| Auszüge aus Daten zu beschrifteten Regionen |
○ ○ ○ ○

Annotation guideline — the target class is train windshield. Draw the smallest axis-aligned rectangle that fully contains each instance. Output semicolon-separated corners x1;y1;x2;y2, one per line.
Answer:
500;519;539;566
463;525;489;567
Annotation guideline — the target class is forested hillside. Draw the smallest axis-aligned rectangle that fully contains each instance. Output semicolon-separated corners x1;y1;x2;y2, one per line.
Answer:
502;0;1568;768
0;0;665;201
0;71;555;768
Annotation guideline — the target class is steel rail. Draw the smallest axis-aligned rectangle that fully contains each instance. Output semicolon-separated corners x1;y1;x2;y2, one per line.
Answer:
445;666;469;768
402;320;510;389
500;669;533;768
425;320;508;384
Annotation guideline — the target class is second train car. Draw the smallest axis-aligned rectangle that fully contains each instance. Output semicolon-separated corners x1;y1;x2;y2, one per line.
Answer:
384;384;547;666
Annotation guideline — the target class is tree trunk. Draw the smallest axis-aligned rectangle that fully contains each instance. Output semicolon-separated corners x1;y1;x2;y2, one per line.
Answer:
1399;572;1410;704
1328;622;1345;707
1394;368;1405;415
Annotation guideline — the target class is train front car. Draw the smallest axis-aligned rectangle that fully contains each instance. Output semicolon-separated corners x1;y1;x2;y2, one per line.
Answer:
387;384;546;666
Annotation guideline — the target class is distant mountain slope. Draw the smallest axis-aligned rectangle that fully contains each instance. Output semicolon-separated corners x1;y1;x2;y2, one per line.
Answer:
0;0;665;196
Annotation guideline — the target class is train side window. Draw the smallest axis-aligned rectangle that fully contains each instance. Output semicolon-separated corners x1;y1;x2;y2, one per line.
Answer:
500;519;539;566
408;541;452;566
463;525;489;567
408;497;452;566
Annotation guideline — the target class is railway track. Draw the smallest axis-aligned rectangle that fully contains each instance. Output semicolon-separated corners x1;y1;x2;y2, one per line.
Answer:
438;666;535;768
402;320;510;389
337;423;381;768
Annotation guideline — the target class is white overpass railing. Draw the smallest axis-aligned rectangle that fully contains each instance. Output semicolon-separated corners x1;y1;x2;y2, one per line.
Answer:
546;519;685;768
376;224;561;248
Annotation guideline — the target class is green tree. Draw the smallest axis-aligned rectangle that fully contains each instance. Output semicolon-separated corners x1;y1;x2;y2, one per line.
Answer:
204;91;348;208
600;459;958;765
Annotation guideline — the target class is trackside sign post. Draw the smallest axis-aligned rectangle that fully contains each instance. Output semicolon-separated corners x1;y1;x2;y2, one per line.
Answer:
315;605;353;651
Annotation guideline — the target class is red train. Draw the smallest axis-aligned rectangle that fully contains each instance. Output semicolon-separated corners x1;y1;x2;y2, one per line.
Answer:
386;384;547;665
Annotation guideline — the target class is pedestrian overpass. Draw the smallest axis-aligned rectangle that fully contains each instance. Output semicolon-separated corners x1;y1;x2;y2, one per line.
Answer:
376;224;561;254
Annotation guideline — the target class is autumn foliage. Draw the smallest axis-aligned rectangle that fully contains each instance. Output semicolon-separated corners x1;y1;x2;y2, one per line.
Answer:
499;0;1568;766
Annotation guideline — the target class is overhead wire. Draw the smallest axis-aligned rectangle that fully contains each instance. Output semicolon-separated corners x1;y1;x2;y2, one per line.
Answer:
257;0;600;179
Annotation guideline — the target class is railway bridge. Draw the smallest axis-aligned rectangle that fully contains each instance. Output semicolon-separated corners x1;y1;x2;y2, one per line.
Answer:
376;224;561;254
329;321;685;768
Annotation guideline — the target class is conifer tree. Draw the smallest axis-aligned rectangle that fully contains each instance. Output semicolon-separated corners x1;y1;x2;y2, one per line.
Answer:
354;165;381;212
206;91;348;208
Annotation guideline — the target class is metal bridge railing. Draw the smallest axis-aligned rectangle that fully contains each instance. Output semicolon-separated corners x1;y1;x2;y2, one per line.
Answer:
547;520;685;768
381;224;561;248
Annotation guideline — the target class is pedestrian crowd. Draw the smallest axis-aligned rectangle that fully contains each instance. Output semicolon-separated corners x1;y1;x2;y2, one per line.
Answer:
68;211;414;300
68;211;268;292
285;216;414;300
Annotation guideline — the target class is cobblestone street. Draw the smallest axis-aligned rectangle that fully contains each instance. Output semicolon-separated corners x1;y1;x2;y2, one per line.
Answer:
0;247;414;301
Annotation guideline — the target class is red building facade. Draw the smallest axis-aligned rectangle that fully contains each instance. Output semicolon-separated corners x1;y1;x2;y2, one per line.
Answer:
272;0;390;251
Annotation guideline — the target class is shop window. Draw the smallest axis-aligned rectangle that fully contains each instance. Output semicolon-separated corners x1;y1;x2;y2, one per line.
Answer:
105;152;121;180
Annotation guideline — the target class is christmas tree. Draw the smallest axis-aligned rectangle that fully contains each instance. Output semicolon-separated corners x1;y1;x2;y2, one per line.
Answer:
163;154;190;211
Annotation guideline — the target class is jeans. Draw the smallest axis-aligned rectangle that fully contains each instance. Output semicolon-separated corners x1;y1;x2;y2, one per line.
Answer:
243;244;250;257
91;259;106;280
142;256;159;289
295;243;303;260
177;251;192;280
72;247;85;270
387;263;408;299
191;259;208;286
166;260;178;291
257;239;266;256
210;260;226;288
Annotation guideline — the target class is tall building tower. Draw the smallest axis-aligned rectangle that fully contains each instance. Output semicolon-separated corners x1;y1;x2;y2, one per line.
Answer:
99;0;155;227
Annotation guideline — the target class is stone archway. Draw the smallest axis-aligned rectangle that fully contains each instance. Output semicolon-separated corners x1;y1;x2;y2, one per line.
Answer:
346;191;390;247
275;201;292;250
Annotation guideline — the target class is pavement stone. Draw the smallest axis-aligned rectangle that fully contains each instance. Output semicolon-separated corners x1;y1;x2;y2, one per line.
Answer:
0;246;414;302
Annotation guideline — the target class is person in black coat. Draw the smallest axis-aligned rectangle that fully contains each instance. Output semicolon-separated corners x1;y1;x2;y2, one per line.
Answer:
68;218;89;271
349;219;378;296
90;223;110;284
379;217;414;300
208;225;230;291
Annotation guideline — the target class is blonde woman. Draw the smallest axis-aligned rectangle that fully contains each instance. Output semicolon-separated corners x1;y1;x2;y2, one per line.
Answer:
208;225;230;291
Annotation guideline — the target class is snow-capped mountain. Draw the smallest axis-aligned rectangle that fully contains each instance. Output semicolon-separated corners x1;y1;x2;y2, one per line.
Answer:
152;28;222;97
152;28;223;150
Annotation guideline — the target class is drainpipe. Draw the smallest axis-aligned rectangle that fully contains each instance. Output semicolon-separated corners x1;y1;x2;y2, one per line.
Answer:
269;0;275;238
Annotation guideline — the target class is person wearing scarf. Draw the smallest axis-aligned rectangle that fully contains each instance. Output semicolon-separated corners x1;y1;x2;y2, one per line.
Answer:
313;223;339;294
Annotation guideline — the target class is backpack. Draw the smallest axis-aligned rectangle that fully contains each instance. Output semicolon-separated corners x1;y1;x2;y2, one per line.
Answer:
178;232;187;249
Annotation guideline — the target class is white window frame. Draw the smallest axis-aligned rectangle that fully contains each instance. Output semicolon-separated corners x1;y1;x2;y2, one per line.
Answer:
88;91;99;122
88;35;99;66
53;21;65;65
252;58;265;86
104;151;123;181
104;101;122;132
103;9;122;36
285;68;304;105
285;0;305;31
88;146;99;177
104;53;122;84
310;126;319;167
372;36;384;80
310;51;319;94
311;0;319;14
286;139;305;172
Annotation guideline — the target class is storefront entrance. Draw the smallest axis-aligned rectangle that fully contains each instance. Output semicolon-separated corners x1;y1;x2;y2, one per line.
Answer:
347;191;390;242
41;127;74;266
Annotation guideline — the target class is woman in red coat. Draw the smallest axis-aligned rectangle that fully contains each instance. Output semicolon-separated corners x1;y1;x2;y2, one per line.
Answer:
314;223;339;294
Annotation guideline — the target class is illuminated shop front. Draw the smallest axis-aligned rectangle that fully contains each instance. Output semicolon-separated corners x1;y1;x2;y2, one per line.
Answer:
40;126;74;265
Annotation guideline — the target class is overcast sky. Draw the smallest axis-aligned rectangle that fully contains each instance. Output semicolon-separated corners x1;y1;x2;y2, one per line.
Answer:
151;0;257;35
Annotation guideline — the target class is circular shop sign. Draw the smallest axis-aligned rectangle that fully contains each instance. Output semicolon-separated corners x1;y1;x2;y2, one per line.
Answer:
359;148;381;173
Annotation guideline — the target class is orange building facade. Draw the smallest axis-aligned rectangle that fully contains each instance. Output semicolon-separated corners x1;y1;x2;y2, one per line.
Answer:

○ ○ ○ ○

| Arbeitsanweisung |
Geben Sie die Daten vollständig wieder. Beginnen Sie mit der Zeile mit „Annotation guideline — the target class is forested“ und enden Sie mit der Zeile mit „0;71;555;768“, beide eingeschlossen. Addieren Sie dabei -100 zu jeder Koordinate der Begrenzungsrahmen und lassen Sie den übrigen Text unverändert.

| Lösung |
Annotation guideline — the target class is forested hillside. Draw the smallest axis-aligned rectangle that fully contains each instance. Output semicolon-separated corners x1;y1;x2;y2, one per line.
Answer:
402;-100;1468;668
-100;-100;565;101
-100;-29;455;668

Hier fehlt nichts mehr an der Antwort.